Passage
•••

# One of Quebec's leading photojournalists has all is archives stolen



## IMG_0001 (Jul 16, 2015)

Sorry for the main article being in french, but its a saddening, angering and somewhat stunning story. After hearing about stolen camera gear from the games, this story puts things in perspective. Gear is expensive, but can be replaced. On the other end, your work can't be replaced...

Jacques Nadeau, one of Quebec's leading photojournalists, has just had all is archives (and TV) stolen from is Montreal's appartment. The camera gear and other valuables were left alone. For example, his 300mm prime was sitting on the table and left there, but the burglars stole all his printed archives and all is hard drives. Incredibly, Nadeau did not have off-location backups except for his later news work, which is archived at Le Devoir, where he is a staff photographer. These archives are not full resolution however. He is also appalled that he has lost all of his work for his next photo book project. All he has left is a few USB sticks...

Nadeau was known for taking some of the most poignant portraits of Quebec's and Canada's politicians for the last 35 years or so. Now, his life's work has vanished. I'm floored (and I'm going to back up my drives, I swear...).

Full story in french
http://www.ledevoir.com/societe/actualites-en-societe/445148/vol-chez-jacques-nadeau

short story in english
http://montreal.ctvnews.ca/montreal-photographer-jacques-nadeau-s-life-s-work-stolen-1.2470355
http://petapixel.com/2015/07/15/photojournalist-loses-lifes-work-after-burglars-steal-hard-drives/


----------



## Don Haines (Jul 16, 2015)

Having one's backup in the same room/building is like having no backup at all.....

The thieves come, they take the computer, and they take the backup drive sitting beside it......

The building catches fire, the computer burns, and the backup beside it burns....

and if you have no backup, remember it not a case of "if" your hard drive will fail, but "when" your hard drive will fail.

Any professional should have an offsite backup as part of their operating plan. Let this be a lesson to those who do not!


----------



## Maximilian (Jul 16, 2015)

Pitty over the thieves! 

But...


IMG_0001 said:


> ... Nadeau did not have off-location backups except for his later news work...

•••

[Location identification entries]

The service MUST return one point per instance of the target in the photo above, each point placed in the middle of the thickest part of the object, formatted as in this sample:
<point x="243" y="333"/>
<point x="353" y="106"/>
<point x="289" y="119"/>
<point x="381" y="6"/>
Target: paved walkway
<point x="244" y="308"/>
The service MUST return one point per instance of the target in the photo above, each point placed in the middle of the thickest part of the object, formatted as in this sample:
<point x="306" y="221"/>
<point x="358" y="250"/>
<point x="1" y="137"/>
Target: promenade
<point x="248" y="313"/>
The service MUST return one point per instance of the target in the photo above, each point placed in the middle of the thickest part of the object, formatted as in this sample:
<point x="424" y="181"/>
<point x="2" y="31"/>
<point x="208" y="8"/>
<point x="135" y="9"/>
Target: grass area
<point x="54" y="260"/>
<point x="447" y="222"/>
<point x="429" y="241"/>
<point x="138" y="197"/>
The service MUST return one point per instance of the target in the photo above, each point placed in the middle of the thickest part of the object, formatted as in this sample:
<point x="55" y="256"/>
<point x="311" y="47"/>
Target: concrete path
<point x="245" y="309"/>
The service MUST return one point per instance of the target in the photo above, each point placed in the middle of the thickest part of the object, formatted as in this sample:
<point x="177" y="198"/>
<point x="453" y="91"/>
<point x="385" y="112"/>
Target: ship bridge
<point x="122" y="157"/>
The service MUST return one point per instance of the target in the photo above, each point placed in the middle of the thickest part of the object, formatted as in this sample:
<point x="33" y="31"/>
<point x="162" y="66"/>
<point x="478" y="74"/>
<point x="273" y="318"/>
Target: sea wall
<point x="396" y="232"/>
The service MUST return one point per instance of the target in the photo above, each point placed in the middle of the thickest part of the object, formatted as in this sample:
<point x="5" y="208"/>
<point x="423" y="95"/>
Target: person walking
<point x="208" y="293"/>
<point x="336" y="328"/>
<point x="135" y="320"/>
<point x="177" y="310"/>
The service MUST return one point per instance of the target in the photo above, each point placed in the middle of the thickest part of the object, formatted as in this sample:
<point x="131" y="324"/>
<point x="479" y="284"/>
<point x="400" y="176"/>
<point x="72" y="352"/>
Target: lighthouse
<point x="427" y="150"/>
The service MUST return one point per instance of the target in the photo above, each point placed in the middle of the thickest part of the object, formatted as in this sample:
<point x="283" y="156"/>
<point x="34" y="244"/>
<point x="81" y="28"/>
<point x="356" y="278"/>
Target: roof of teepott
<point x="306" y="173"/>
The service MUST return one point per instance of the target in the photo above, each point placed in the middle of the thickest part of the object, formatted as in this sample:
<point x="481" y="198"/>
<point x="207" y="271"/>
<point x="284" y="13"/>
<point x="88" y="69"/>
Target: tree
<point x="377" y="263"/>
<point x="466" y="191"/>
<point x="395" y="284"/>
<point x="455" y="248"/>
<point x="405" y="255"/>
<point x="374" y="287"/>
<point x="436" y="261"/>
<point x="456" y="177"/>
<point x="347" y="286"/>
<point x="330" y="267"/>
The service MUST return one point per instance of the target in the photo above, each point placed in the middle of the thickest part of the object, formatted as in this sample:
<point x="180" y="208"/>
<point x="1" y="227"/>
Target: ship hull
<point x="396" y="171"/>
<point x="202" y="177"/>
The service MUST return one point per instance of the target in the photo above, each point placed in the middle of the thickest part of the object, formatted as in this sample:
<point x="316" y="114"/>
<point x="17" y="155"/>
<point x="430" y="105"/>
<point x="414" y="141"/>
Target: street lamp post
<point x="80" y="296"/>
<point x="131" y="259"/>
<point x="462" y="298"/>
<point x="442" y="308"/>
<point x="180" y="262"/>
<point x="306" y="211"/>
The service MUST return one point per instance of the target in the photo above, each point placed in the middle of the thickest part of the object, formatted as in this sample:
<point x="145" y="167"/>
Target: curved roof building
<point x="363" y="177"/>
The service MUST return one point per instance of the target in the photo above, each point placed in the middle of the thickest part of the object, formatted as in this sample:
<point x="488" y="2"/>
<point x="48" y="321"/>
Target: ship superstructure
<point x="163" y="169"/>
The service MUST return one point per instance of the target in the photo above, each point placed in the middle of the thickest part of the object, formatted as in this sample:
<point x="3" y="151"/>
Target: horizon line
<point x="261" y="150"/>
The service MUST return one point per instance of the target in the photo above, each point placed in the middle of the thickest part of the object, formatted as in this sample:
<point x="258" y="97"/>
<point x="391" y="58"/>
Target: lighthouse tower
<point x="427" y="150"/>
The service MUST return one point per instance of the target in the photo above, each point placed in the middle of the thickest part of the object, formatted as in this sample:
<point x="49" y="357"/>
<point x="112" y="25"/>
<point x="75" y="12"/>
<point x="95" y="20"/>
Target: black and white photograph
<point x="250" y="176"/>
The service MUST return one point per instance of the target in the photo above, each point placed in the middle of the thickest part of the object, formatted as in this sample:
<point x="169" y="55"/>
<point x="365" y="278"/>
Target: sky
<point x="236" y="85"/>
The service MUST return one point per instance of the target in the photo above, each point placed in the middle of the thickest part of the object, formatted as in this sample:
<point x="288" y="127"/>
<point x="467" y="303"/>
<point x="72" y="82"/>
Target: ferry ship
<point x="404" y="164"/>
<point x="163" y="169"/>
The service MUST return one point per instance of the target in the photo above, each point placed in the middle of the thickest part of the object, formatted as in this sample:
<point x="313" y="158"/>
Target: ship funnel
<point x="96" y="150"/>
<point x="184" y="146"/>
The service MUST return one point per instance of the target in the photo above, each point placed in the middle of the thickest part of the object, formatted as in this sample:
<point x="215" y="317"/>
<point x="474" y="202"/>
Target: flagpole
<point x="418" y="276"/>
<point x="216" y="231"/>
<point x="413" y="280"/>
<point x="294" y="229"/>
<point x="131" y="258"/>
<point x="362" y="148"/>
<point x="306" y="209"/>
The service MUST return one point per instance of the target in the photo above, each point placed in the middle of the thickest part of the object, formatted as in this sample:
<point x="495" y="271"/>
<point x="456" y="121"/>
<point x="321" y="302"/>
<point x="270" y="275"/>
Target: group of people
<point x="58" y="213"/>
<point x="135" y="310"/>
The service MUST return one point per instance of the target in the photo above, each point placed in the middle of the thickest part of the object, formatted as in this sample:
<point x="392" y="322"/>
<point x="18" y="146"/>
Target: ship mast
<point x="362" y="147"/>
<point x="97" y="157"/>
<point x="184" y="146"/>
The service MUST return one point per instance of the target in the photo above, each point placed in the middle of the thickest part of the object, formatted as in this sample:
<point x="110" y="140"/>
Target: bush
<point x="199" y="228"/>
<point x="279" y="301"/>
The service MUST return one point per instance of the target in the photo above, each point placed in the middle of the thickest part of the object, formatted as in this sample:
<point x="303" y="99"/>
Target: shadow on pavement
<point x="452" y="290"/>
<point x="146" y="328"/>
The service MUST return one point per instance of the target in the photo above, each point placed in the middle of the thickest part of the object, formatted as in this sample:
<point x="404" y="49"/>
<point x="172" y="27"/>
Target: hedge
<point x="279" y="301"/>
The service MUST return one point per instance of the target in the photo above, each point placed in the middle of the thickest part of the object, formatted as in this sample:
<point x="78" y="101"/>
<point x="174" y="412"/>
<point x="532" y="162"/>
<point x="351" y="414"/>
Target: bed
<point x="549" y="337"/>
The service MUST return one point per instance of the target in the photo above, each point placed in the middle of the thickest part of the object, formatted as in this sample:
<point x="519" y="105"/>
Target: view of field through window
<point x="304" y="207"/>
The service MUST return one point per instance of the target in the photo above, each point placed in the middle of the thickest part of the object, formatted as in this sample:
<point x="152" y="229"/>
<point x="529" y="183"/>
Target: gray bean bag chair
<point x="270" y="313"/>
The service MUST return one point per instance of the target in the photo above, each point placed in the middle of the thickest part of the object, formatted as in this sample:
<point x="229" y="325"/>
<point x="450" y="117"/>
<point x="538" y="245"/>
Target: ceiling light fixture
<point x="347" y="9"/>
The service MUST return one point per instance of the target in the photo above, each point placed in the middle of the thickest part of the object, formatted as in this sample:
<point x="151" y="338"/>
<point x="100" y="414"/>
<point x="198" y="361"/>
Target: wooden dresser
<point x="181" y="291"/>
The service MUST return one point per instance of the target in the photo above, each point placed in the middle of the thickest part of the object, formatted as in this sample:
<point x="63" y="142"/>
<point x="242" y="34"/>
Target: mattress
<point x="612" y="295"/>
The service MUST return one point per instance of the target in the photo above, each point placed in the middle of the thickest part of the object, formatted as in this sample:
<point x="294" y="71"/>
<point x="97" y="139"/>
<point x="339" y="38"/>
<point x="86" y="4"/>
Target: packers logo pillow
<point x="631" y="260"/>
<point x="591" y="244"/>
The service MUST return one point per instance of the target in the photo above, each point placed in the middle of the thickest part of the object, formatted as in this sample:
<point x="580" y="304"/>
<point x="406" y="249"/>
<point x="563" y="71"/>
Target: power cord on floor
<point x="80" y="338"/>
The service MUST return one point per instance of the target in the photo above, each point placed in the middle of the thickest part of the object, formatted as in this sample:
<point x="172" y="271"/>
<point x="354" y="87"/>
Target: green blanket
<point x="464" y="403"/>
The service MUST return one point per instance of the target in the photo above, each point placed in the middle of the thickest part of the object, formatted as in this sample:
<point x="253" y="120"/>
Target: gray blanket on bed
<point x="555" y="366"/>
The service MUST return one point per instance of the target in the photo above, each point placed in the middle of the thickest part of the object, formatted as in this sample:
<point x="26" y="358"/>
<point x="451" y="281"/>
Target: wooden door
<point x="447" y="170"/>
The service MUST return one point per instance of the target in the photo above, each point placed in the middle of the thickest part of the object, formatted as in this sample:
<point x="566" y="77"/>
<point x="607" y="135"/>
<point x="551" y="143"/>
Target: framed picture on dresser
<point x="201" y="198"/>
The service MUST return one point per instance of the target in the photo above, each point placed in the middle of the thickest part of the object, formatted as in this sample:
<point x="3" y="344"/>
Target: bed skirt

•••

Requirements
From the forum thread on the stolen photo archives, return the span starting at "short story in" and ending at "Haines (Jul 16, 2015)", copied word for word.

Answer to this task
short story in english
http://montreal.ctvnews.ca/montreal-photographer-jacques-nadeau-s-life-s-work-stolen-1.2470355
http://petapixel.com/2015/07/15/photojournalist-loses-lifes-work-after-burglars-steal-hard-drives/


----------



## Don Haines (Jul 16, 2015)